(Point placement rows)
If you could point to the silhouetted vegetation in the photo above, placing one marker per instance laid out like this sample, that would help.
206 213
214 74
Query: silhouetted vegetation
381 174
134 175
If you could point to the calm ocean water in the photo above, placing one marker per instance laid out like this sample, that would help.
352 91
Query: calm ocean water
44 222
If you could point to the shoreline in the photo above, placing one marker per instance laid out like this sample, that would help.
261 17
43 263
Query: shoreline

==

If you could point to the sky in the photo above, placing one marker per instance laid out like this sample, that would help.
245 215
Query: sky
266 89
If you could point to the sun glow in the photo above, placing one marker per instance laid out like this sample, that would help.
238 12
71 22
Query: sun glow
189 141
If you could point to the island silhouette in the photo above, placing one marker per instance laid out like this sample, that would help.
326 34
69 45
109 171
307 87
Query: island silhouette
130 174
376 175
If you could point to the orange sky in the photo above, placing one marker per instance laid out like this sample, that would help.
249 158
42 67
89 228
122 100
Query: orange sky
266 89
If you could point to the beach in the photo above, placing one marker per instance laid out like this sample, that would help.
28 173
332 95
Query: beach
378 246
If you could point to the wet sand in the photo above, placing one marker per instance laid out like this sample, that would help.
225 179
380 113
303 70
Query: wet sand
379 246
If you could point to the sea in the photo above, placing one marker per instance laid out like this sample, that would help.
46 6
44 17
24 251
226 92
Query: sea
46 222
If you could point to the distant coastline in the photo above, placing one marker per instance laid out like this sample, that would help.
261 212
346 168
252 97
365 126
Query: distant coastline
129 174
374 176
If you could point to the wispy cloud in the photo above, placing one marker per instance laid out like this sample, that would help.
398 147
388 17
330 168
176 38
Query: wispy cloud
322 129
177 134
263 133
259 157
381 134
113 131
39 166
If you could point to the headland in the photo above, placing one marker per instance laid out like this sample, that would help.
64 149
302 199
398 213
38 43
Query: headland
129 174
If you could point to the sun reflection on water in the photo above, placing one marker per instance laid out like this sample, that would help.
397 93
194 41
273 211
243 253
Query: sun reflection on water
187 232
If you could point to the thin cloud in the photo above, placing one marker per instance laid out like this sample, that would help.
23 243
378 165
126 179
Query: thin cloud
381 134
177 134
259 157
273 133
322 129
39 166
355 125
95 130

**Exercise objective**
Copy the rows word for word, from the line containing "If you could point to the silhouetted" through the line containing "Query: shoreline", including both of those lines.

**Complete answer**
If you could point to the silhouetted vegetation in the photo above, placing one marker per instance laid out like this sample, that would help.
206 213
214 74
Query: silhouetted vegetation
381 174
134 175
If you could point to the calm ocean water in the photo above, placing one marker per instance laid out like this sample, that would help.
352 91
Query: calm ocean water
44 222
If you could point to the shoreline in the photo above, placing one marker per instance laid out like this sample, that would help.
261 17
43 263
Query: shoreline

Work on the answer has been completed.